• **EXERCISE BRIEF**:
Rewrite the listing from the line with "find | fire truck cab" through the end of the listing, requests included. Add -86 to every coordinate in the answers.

═══ RECORDS FOR THE EXERCISE

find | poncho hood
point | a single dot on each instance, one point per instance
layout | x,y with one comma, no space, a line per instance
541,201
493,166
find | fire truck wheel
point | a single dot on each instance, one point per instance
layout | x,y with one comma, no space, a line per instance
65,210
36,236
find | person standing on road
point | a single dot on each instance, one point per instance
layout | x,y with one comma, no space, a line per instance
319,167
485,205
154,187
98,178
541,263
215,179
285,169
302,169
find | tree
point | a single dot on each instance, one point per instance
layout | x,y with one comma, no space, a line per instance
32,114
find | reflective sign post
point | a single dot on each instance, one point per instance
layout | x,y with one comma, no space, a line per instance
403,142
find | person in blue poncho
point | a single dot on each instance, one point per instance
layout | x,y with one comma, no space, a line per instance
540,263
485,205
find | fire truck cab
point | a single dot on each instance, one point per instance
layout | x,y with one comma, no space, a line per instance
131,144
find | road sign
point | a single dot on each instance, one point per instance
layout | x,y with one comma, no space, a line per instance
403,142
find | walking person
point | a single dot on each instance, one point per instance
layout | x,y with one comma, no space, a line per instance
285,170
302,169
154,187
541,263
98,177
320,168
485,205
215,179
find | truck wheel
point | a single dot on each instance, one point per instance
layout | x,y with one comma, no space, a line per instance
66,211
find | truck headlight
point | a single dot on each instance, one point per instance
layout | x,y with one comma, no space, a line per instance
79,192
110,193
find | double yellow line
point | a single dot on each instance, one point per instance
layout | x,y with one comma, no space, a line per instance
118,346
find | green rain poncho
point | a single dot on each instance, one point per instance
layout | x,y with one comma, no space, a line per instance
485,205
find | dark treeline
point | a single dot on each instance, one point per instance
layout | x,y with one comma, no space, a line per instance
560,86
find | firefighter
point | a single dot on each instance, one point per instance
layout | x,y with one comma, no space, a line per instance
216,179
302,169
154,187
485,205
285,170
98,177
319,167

══════

• **TASK OUTPUT**:
find | fire truck cab
point | a single dot on each instance, one point per instance
layout | x,y with one comma, no space, a line per instance
45,58
find | road sign
point | a single dot on each instance, one point per instance
layout | x,y with one comma, no space, a line per instance
317,56
find | walking person
point | a single dot on each instance, one point per instance
layout | x,y with one comma, no space, a line per instance
199,84
216,83
68,101
455,177
12,91
234,82
399,119
129,93
find | truck wheel
point | a single dot on each instance, one point per instance
layout | x,y with one comma, no space, a line per instance
-20,125
find | truck headlight
point | a single dot on each instance, one point per instance
layout | x,y with one comma, no space, a line per instance
-7,106
24,107
find | double yellow line
point | a single dot on each instance, one point per instance
layout | x,y with one comma, no space, a line per instance
32,260
find | green rain poncho
point | a single dot on each instance, one point per instance
layout | x,y with one comma, no space, a line per instance
399,119
find | dark treeline
point | a single dot on each instance, one point per instance
layout | x,y with one comma, no space, a line per instance
474,0
find | firefighter
point | a single dot on each instance, one point per instance
layout | x,y with one comma, no space, a line per instance
130,93
216,83
68,101
399,119
199,84
12,91
233,81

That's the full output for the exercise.